* Begin Data provided *

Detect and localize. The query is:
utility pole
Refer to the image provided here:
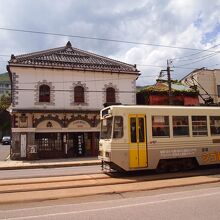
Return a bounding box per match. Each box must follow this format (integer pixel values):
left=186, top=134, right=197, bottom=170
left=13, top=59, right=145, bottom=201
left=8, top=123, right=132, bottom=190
left=167, top=60, right=173, bottom=105
left=159, top=60, right=173, bottom=105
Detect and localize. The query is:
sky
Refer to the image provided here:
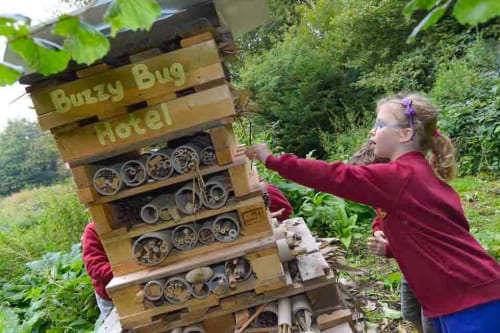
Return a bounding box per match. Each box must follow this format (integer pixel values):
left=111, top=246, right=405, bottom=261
left=0, top=0, right=79, bottom=131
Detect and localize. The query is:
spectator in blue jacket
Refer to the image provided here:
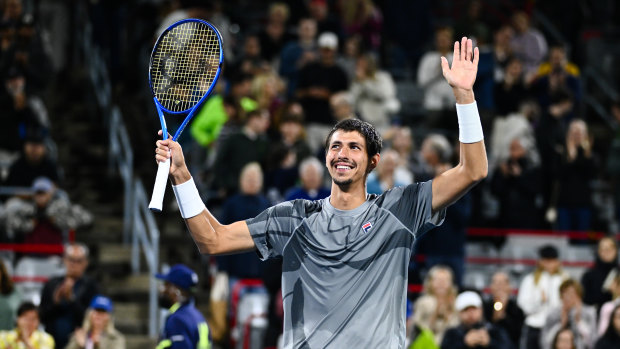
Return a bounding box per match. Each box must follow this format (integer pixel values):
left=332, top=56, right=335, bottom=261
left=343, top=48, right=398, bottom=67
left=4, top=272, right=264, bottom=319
left=155, top=264, right=211, bottom=349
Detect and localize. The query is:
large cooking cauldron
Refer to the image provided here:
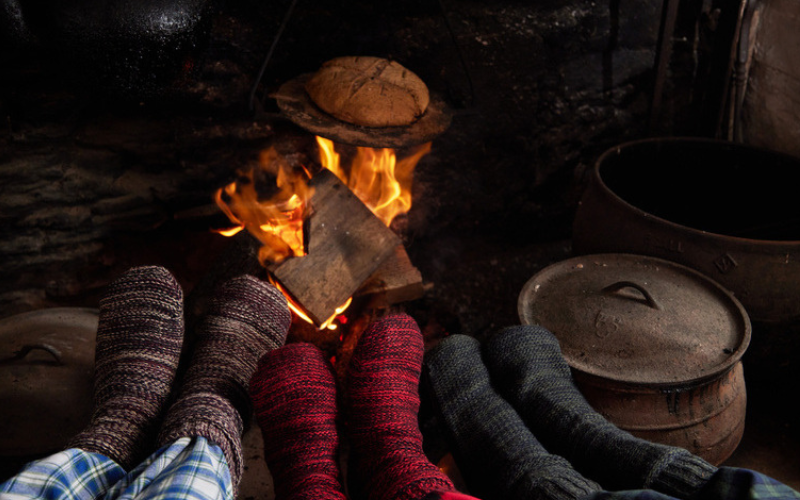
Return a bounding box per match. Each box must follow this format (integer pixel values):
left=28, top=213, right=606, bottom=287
left=573, top=138, right=800, bottom=324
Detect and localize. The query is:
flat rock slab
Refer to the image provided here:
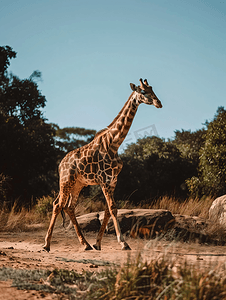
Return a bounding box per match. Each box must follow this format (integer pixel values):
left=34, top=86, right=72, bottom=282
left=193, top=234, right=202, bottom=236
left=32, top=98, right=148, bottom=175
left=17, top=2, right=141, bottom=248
left=77, top=209, right=175, bottom=237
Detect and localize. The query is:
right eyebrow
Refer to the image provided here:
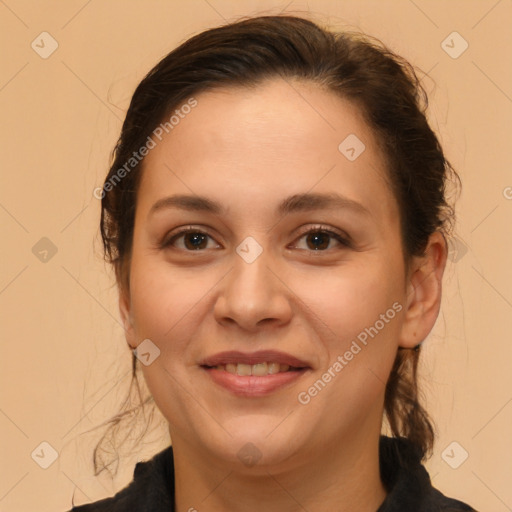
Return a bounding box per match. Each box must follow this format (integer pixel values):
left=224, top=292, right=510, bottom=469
left=148, top=193, right=371, bottom=216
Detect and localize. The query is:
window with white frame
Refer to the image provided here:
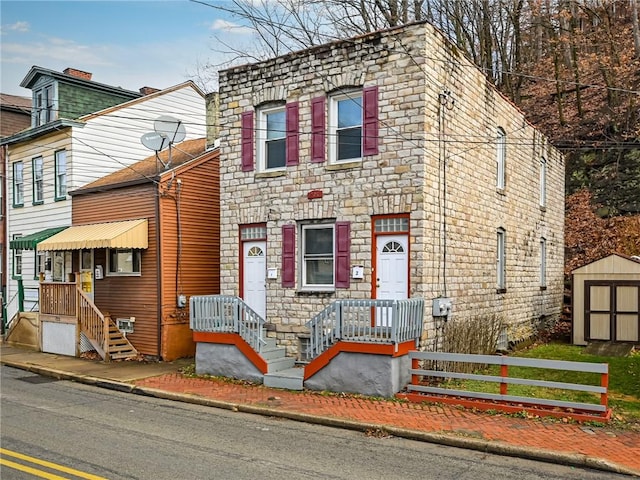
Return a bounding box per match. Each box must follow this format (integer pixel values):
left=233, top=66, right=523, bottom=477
left=33, top=85, right=55, bottom=127
left=329, top=91, right=362, bottom=163
left=55, top=150, right=67, bottom=200
left=302, top=224, right=334, bottom=289
left=32, top=157, right=44, bottom=205
left=540, top=157, right=547, bottom=208
left=540, top=237, right=547, bottom=288
left=13, top=162, right=24, bottom=207
left=109, top=248, right=140, bottom=275
left=496, top=127, right=507, bottom=190
left=12, top=233, right=22, bottom=277
left=256, top=105, right=287, bottom=171
left=496, top=228, right=507, bottom=291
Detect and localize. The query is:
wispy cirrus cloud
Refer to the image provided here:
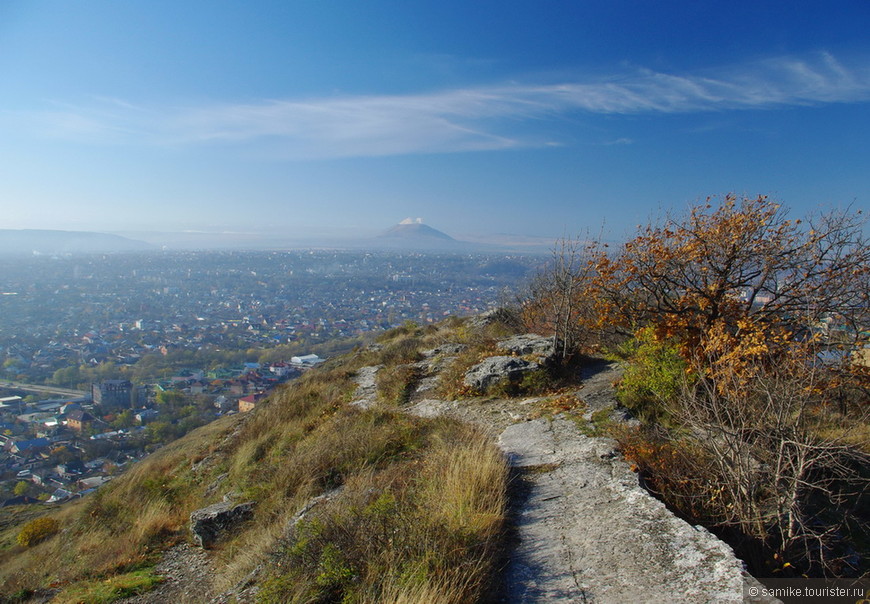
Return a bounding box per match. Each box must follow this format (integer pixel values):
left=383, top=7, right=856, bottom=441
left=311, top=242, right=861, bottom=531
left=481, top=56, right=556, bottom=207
left=8, top=53, right=870, bottom=158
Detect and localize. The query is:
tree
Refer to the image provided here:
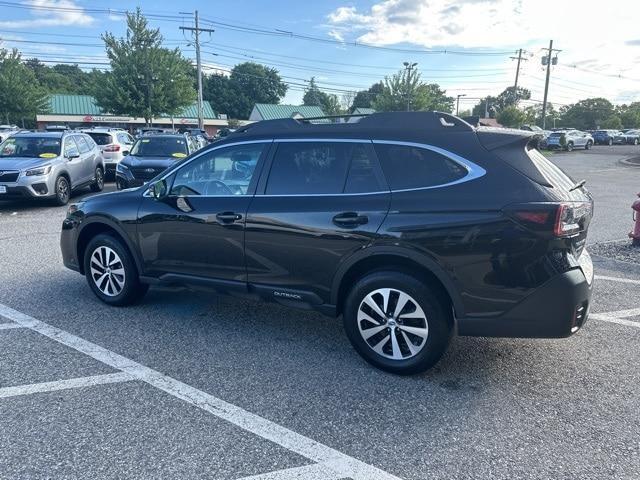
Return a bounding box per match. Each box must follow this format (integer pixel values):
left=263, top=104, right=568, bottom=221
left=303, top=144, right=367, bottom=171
left=371, top=70, right=453, bottom=112
left=95, top=8, right=196, bottom=124
left=0, top=49, right=47, bottom=123
left=560, top=98, right=615, bottom=130
left=497, top=105, right=525, bottom=128
left=351, top=82, right=384, bottom=112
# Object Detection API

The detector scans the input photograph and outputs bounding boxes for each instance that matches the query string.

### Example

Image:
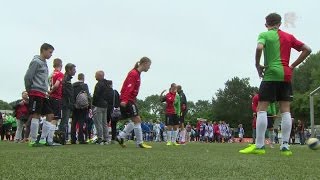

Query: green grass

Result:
[0,142,320,180]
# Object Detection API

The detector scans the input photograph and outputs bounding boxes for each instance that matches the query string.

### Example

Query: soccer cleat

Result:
[28,141,42,147]
[172,142,180,146]
[47,142,62,147]
[239,144,266,155]
[39,140,47,146]
[117,137,127,148]
[281,147,292,156]
[139,143,152,149]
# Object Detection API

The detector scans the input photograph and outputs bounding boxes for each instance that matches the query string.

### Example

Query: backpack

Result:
[111,90,121,121]
[75,91,89,109]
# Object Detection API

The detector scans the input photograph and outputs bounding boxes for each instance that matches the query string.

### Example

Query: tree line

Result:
[0,52,320,134]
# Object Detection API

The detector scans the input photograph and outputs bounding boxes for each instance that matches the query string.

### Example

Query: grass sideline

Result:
[0,142,320,180]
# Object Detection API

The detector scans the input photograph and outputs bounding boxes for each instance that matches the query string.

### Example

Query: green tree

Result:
[291,52,320,125]
[0,100,12,110]
[213,77,258,136]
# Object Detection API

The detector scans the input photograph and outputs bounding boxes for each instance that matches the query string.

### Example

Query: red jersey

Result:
[16,103,29,120]
[165,92,177,114]
[28,90,47,98]
[251,94,259,113]
[50,70,64,99]
[120,69,141,103]
[213,124,220,134]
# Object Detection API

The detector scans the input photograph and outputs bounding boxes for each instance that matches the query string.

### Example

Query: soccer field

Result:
[0,142,320,180]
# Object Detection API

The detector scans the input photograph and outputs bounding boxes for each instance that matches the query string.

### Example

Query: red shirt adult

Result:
[252,94,259,129]
[213,124,220,135]
[50,70,64,100]
[120,69,141,103]
[165,92,177,115]
[251,94,259,113]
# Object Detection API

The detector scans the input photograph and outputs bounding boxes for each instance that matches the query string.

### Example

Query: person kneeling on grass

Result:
[160,83,180,146]
[117,57,152,149]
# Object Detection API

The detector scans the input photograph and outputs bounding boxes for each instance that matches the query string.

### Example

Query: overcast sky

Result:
[0,0,320,102]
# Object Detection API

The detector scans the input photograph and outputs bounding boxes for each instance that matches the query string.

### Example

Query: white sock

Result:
[172,131,178,143]
[30,118,39,142]
[48,123,56,143]
[40,121,51,141]
[167,131,172,142]
[280,112,292,149]
[269,131,274,144]
[119,122,134,139]
[181,129,186,142]
[256,111,268,148]
[134,123,143,144]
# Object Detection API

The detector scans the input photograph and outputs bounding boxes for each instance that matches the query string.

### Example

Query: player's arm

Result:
[24,61,38,91]
[290,45,312,69]
[120,74,137,107]
[49,80,61,94]
[255,43,264,78]
[160,90,166,102]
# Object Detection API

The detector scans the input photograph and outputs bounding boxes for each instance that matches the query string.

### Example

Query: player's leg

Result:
[277,82,293,156]
[47,99,62,146]
[29,96,44,147]
[39,99,54,145]
[15,119,23,143]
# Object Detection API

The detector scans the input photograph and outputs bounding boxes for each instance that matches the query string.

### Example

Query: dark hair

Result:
[78,73,84,80]
[177,85,182,91]
[64,63,76,73]
[53,58,62,68]
[266,13,281,26]
[40,43,54,53]
[134,57,151,69]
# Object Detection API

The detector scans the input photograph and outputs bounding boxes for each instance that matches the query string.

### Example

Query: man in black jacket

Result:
[92,71,109,145]
[106,80,120,142]
[177,85,188,144]
[71,73,90,144]
[59,63,76,145]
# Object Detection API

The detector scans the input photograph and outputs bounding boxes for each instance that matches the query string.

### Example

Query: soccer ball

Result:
[307,138,320,150]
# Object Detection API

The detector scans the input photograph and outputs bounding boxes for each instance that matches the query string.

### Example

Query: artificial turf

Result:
[0,142,320,180]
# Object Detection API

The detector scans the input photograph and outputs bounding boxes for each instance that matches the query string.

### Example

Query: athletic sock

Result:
[30,118,39,142]
[48,123,56,143]
[256,111,268,148]
[134,123,143,144]
[280,112,292,149]
[119,122,134,138]
[181,129,186,142]
[172,131,178,143]
[40,121,51,141]
[167,131,172,142]
[269,131,274,144]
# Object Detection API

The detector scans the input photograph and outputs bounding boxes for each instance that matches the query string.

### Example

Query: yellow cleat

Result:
[139,143,152,149]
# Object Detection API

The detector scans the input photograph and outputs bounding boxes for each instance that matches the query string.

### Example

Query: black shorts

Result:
[259,81,293,102]
[49,98,62,120]
[179,112,186,124]
[268,117,273,129]
[166,114,179,126]
[120,102,139,119]
[29,96,53,115]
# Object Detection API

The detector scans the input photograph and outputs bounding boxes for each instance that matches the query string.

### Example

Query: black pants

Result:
[85,116,93,140]
[107,108,118,141]
[71,109,87,143]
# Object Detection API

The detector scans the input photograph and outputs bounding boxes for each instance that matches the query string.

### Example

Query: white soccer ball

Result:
[307,138,320,150]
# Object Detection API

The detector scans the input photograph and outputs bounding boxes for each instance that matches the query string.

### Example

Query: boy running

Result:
[240,13,311,156]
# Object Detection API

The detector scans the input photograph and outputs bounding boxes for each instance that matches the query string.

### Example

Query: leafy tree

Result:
[213,77,258,135]
[0,100,12,110]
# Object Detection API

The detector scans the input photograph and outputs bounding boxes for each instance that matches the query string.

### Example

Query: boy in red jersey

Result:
[240,13,311,156]
[117,57,152,149]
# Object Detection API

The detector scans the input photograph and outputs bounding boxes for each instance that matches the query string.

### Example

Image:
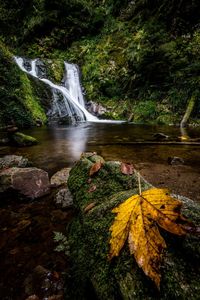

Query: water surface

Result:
[0,122,200,173]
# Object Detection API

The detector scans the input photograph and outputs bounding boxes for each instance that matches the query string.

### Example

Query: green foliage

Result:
[53,231,70,256]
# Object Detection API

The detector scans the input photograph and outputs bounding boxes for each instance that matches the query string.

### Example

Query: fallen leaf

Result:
[121,163,134,175]
[109,188,191,288]
[83,202,96,214]
[89,161,102,176]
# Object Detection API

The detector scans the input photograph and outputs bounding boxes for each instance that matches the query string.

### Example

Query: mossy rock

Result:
[10,132,38,147]
[66,154,200,300]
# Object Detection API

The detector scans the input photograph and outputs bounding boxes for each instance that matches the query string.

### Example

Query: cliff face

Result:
[0,0,200,124]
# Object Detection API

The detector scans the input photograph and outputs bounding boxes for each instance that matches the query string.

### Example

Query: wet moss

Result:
[66,155,200,300]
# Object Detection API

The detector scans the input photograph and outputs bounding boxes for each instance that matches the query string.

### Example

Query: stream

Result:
[0,122,200,300]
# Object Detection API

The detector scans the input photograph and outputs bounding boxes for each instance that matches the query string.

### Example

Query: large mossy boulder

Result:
[10,132,38,147]
[66,154,200,300]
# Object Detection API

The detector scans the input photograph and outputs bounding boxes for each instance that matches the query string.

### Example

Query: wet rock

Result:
[55,188,73,209]
[0,155,31,169]
[0,167,50,199]
[50,168,71,187]
[167,156,185,165]
[10,132,38,147]
[86,101,107,117]
[153,132,169,141]
[67,155,200,300]
[0,137,10,146]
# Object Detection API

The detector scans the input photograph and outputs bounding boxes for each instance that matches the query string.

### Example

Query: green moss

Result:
[0,43,47,127]
[16,72,47,123]
[66,154,200,300]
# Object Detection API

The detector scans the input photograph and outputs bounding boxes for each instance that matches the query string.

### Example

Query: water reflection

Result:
[0,123,200,174]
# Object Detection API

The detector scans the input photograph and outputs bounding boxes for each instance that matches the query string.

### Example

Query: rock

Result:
[86,101,107,117]
[66,155,200,300]
[0,167,50,199]
[6,125,18,133]
[10,132,38,147]
[26,295,40,300]
[55,188,73,208]
[0,138,10,146]
[153,132,169,141]
[0,155,31,169]
[50,168,71,187]
[167,156,184,165]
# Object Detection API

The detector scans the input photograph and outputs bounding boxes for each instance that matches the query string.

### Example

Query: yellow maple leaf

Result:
[109,188,190,288]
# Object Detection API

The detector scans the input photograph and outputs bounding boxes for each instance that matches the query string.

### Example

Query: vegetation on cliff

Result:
[0,0,200,124]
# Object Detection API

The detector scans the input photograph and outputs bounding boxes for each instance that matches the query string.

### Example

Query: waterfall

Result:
[14,57,98,122]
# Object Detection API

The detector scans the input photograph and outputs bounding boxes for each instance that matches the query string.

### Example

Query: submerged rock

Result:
[55,188,73,209]
[0,155,31,169]
[10,132,38,147]
[66,155,200,300]
[0,167,50,199]
[51,168,71,187]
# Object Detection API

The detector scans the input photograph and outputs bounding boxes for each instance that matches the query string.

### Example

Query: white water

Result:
[14,57,99,122]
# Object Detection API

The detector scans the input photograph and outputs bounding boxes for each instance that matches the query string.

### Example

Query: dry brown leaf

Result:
[109,188,191,288]
[121,163,134,175]
[89,161,102,176]
[83,202,96,214]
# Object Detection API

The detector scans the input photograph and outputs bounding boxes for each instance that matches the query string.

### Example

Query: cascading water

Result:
[14,57,98,122]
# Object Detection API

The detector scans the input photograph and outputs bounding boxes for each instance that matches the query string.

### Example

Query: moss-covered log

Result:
[180,95,197,128]
[66,154,200,300]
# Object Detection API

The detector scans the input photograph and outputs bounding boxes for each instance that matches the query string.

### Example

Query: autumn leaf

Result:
[109,188,189,288]
[121,163,134,175]
[89,161,102,176]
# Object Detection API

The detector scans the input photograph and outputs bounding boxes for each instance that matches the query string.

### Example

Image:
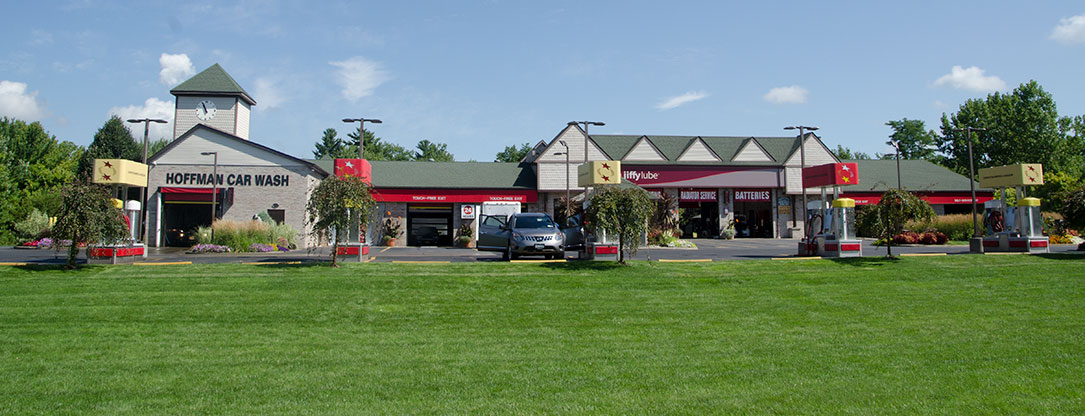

* End Data provided *

What is required:
Find each line in the entries above that contains the word "grass" and copy it out in full. Only matches with the same capitalization count.

Solution below:
Query: green grass
Query: grass sideline
Query: person kneeling on grass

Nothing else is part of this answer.